» TASK DIRECTIONS: Repeat all the records, precisely as given.
-*-*-
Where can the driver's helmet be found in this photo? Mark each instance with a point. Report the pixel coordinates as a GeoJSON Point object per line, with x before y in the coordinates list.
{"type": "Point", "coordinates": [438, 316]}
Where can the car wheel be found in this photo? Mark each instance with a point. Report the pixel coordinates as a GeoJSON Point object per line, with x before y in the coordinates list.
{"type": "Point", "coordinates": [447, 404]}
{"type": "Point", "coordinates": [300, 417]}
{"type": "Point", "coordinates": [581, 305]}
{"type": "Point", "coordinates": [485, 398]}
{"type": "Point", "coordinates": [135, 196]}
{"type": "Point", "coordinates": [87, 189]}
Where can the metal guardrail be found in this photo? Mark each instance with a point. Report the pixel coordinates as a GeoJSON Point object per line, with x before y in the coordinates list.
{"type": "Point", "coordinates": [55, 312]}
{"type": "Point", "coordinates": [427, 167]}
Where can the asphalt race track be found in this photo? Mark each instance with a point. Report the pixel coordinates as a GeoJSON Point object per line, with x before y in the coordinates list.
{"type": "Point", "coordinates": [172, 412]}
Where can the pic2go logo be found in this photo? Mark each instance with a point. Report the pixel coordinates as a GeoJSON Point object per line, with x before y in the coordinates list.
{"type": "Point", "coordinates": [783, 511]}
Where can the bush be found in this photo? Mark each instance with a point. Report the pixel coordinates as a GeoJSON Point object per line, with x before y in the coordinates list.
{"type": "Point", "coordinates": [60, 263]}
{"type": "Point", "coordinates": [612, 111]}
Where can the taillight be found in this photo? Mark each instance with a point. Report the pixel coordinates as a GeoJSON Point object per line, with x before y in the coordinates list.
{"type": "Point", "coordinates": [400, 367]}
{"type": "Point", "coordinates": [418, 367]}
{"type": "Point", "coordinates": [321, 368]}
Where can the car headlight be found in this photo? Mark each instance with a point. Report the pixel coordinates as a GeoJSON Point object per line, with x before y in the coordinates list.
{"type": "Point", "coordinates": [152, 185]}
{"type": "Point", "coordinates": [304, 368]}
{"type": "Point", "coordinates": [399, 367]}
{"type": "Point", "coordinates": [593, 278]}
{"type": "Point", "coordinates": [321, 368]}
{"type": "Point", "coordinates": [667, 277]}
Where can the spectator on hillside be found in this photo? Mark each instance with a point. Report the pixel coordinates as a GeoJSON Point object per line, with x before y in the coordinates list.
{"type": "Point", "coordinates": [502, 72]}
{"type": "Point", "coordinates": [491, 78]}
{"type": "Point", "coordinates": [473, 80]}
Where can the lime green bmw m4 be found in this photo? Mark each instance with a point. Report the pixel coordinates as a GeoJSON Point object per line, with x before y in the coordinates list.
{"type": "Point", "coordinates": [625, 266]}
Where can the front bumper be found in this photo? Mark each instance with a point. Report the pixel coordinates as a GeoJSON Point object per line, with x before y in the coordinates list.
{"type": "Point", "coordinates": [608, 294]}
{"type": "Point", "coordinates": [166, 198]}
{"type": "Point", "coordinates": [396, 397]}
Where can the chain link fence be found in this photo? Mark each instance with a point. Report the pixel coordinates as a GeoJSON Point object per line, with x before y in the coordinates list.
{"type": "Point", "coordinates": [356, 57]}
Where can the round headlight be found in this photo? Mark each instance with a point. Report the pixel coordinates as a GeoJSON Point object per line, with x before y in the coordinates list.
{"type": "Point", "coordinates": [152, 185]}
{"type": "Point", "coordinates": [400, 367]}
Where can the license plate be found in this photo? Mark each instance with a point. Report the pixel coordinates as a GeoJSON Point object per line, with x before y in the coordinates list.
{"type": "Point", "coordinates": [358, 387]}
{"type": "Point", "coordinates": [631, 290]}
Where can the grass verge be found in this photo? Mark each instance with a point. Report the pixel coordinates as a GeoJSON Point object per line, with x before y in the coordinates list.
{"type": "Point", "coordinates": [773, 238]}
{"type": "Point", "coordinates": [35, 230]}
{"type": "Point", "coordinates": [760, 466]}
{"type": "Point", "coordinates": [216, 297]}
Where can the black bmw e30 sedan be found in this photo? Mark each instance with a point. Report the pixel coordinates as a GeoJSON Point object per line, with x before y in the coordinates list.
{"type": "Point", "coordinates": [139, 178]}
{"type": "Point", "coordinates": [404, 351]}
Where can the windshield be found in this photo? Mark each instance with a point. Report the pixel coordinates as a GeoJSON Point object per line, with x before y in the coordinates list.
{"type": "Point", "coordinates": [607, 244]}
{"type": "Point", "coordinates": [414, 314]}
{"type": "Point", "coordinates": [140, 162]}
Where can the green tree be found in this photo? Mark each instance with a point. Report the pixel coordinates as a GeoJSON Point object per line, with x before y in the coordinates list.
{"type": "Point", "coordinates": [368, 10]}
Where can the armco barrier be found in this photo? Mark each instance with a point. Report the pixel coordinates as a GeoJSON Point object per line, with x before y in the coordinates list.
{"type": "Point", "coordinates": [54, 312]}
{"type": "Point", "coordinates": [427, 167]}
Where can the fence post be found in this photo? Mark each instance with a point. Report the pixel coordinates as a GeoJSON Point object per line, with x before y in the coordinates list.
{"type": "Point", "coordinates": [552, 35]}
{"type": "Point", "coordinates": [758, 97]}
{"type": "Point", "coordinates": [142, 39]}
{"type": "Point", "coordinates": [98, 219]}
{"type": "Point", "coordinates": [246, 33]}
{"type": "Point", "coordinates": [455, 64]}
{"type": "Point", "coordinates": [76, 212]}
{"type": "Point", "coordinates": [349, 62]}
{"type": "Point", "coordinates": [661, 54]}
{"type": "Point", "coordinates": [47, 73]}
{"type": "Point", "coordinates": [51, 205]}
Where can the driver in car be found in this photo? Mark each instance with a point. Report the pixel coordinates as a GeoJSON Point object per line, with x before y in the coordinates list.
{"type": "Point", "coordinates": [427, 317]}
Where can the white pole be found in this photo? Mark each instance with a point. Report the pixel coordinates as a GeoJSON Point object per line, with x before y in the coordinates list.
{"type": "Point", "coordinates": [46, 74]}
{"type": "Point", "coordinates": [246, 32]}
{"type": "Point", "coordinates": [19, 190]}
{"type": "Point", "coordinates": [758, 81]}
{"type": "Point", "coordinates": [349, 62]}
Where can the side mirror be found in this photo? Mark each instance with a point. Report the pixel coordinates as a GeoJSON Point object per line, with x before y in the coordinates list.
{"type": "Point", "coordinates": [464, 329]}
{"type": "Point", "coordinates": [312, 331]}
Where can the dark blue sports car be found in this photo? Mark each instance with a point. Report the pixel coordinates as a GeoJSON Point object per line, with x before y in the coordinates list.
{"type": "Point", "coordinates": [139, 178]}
-*-*-
» COMPLETED TASK:
Where can the driver's helmet be found in this photo? Mark each instance with a point. Report the pixel coordinates as a GeoJSON Point object per line, with x before y in the coordinates list.
{"type": "Point", "coordinates": [438, 316]}
Where can the car wheel be found in this photo? Mark each instance with a point. Report the pixel coordinates as a GeoJSON Point object per line, with x before y in the coordinates list.
{"type": "Point", "coordinates": [447, 404]}
{"type": "Point", "coordinates": [300, 417]}
{"type": "Point", "coordinates": [581, 305]}
{"type": "Point", "coordinates": [485, 398]}
{"type": "Point", "coordinates": [135, 196]}
{"type": "Point", "coordinates": [87, 189]}
Where can the metal guardrail be found in this photo? Mark each instance with a point. Report the pixel coordinates as a GeoJSON Point object per line, with x before y in the coordinates list.
{"type": "Point", "coordinates": [55, 312]}
{"type": "Point", "coordinates": [427, 167]}
Where can the asphalt race track be found in this photo? Mark each instance with a point. Report the pixel coordinates as a GeoJSON Point object per line, with x before y in the coordinates list.
{"type": "Point", "coordinates": [172, 412]}
Where can the pic2go logo be found in this photo? Mark each instance with a point. Report the pixel coordinates as a GeoJSON Point object per line, with x before y in the coordinates list.
{"type": "Point", "coordinates": [783, 511]}
Where can the bush be found in this photo? Mark each instance with a point. Report the pixel coordinates as a GeoJSON Point object per line, with x before y in the coordinates list.
{"type": "Point", "coordinates": [60, 263]}
{"type": "Point", "coordinates": [612, 111]}
Where can the taillight be found in this photo? Mark each instance with a point. Report the pixel coordinates as a GeoJSON Point object per line, with x before y in the coordinates list.
{"type": "Point", "coordinates": [400, 367]}
{"type": "Point", "coordinates": [418, 367]}
{"type": "Point", "coordinates": [321, 368]}
Where can the car headlight be found in this photo? Mark each instance with a point. Report the pixel coordinates as a GeoJSON Point object per line, with x before y in the coordinates list.
{"type": "Point", "coordinates": [152, 185]}
{"type": "Point", "coordinates": [304, 368]}
{"type": "Point", "coordinates": [399, 367]}
{"type": "Point", "coordinates": [593, 278]}
{"type": "Point", "coordinates": [321, 368]}
{"type": "Point", "coordinates": [667, 277]}
Where can the spectator on hillside be found in this photo? Mark each instance with a point. Report the pixel coordinates as a GeoJSON Point object per line, with x before y in the coordinates list.
{"type": "Point", "coordinates": [502, 72]}
{"type": "Point", "coordinates": [491, 78]}
{"type": "Point", "coordinates": [473, 80]}
Where can the lime green bmw m4 be found in this photo? Mark each instance with a point. Report the pixel coordinates as a GeoJSON Point object per line, with x before y in the coordinates list.
{"type": "Point", "coordinates": [625, 266]}
Where can the front bumper be found in this photo? Mark each instance with a point. Report the pixel coordinates as a GeoJSON Point object per line, with x before y in the coordinates list.
{"type": "Point", "coordinates": [608, 294]}
{"type": "Point", "coordinates": [166, 198]}
{"type": "Point", "coordinates": [396, 397]}
Where can the chain link fence be found in this photo? Mark each instance with a point. Report the pixel coordinates as a GeoJSON Point object per line, with x before y in the coordinates list.
{"type": "Point", "coordinates": [356, 57]}
Where can the round headlight be found in this photo? Mark each instance with a point. Report the pixel coordinates as a GeoJSON Point object per line, with x before y in the coordinates list.
{"type": "Point", "coordinates": [152, 185]}
{"type": "Point", "coordinates": [400, 367]}
Where can the license plate be found in this photo? Mark each instance with a point. Report the pixel coordinates as a GeoJSON Point object per line, with x before y in the coordinates list.
{"type": "Point", "coordinates": [358, 387]}
{"type": "Point", "coordinates": [631, 290]}
Where can the grass verge be found in this photo? Mark each instance with a point. Report the pixel coordinates as a GeoJSON Point object per line, with x before y in the coordinates list.
{"type": "Point", "coordinates": [773, 238]}
{"type": "Point", "coordinates": [35, 230]}
{"type": "Point", "coordinates": [760, 466]}
{"type": "Point", "coordinates": [216, 297]}
Where can the black bmw e30 sedan be found in this photo? Mark each instance with a point. Report the pixel coordinates as a GeoJSON Point object per line, with x before y in the coordinates list.
{"type": "Point", "coordinates": [139, 178]}
{"type": "Point", "coordinates": [404, 351]}
Where can the windshield be found in this photo? Mark each instance with a point. Report the pixel coordinates as a GeoJSON Point object per line, with x before y in the coordinates list.
{"type": "Point", "coordinates": [607, 244]}
{"type": "Point", "coordinates": [414, 314]}
{"type": "Point", "coordinates": [140, 162]}
Where can the green tree be found in this photo? Mark each instance with a point. Report the pixel coordinates as a GeoJSON Point object per line, with x before y in the coordinates list.
{"type": "Point", "coordinates": [368, 10]}
Where can the armco barrier be found in this photo? Mark each instance with a point. Report the pixel coordinates as a GeoJSON Point object per line, with x before y in the coordinates list.
{"type": "Point", "coordinates": [54, 312]}
{"type": "Point", "coordinates": [427, 167]}
Where can the fence post be found in this photo? Mark each instance with a point. Report the pixel coordinates as a GeoJSON Point object per line, with x before y in the coordinates list.
{"type": "Point", "coordinates": [552, 35]}
{"type": "Point", "coordinates": [758, 97]}
{"type": "Point", "coordinates": [142, 39]}
{"type": "Point", "coordinates": [98, 219]}
{"type": "Point", "coordinates": [246, 33]}
{"type": "Point", "coordinates": [455, 64]}
{"type": "Point", "coordinates": [76, 212]}
{"type": "Point", "coordinates": [349, 62]}
{"type": "Point", "coordinates": [661, 54]}
{"type": "Point", "coordinates": [47, 73]}
{"type": "Point", "coordinates": [51, 205]}
Where can the driver in car be found in this photo? Mark each instance with a point. Report the pixel coordinates as a GeoJSON Point object per line, with x before y in the coordinates list.
{"type": "Point", "coordinates": [427, 317]}
Where can the white pole be found in this photo? Mark each instance with a point. Report the pixel coordinates as a GeoJSON Point object per line, with x before y in the coordinates list.
{"type": "Point", "coordinates": [46, 74]}
{"type": "Point", "coordinates": [246, 32]}
{"type": "Point", "coordinates": [19, 190]}
{"type": "Point", "coordinates": [758, 81]}
{"type": "Point", "coordinates": [349, 62]}
Where can the side mirror be found in this photo? Mark each instance with a point. Report the pixel coordinates as a GeoJSON Point object per line, with x before y in the coordinates list.
{"type": "Point", "coordinates": [464, 329]}
{"type": "Point", "coordinates": [312, 331]}
Where can the dark blue sports car be found in this photo? Mark each instance with a point. Report the pixel coordinates as a GeoJSON Point object per line, with x before y in the coordinates list.
{"type": "Point", "coordinates": [139, 178]}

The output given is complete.